William S. Burroughs

Auteur culte, libertaire, associé à la Beat Generation, expérimentateur, brouilleur de piste, homo, drogué et copié, Burroughs est aujourd’hui une référence de la littérature trash.

William S. Burroughs né le 5 février 1914, fils de bonne famille de la bourgeoisie américaine il mène une adolescence sans histoire.
Après des études médicales inachevées à Vienne, Autriche, il s’installe à New-York où il obtient son diplôme de Littérature Anglaise à Harvard en 1936. Il garde néanmoins pour toujours un goût prononcé pour la chirurgie et la modification du corps, le cerveau et son fonctionnement, les drogues et leurs agissement sur le corps et l’esprit…

Au début de Junky, il témoigne : «J’ai détesté l’université et la ville dans laquelle je vivais. Tout en elle était mort. L’université était un faux décors anglais entre les mains de diplômés de fausses universités anglaises».

En 1944, Burroughs travaille en tant que détective privé avec la pègre de New York.

(Extraits de la liste)
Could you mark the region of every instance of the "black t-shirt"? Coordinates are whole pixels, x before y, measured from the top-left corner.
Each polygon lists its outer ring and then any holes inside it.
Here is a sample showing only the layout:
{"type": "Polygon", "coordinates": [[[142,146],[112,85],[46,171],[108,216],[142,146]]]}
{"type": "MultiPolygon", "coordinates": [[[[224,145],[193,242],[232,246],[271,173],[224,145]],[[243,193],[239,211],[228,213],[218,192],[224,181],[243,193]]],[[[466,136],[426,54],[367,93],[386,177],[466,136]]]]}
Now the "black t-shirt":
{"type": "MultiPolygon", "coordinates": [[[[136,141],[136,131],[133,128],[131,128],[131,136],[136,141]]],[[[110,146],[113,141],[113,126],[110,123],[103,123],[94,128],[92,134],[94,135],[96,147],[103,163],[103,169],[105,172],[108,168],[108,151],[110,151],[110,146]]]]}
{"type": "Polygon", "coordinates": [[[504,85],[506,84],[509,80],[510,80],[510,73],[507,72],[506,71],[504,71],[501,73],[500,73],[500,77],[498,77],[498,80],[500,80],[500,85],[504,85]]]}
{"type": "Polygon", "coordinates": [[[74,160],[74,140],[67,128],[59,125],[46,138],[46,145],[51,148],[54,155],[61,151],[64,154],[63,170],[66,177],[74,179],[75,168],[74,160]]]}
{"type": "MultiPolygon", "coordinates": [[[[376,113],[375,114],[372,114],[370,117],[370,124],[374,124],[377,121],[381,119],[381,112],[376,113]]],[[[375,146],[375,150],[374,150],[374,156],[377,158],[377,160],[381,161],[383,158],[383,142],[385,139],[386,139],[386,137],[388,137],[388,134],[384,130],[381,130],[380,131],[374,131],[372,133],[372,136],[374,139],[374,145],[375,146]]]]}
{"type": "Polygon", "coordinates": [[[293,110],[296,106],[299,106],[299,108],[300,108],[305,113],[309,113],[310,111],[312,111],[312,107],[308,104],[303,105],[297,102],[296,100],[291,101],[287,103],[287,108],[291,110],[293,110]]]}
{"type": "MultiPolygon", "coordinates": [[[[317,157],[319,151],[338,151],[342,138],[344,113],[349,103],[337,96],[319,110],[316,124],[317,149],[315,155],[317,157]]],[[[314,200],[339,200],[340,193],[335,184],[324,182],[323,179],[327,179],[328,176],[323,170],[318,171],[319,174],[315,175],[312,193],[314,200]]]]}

(Consigne A)
Énumérez l'ensemble des qualificatifs que la phrase d'ouverture du texte fourni attribue à Burroughs.
(Consigne B)
D'après le texte fourni, quelle activité Burroughs exerce-t-il en 1944 ?
La liste n'a aucun lien avec le texte fourni.

(Réponse rédigée A)
Auteur culte, libertaire, associé à la Beat Generation, expérimentateur, brouilleur de piste, homo, drogué et copié.

(Réponse rédigée B)
Il travaille comme détective privé avec la pègre de New York.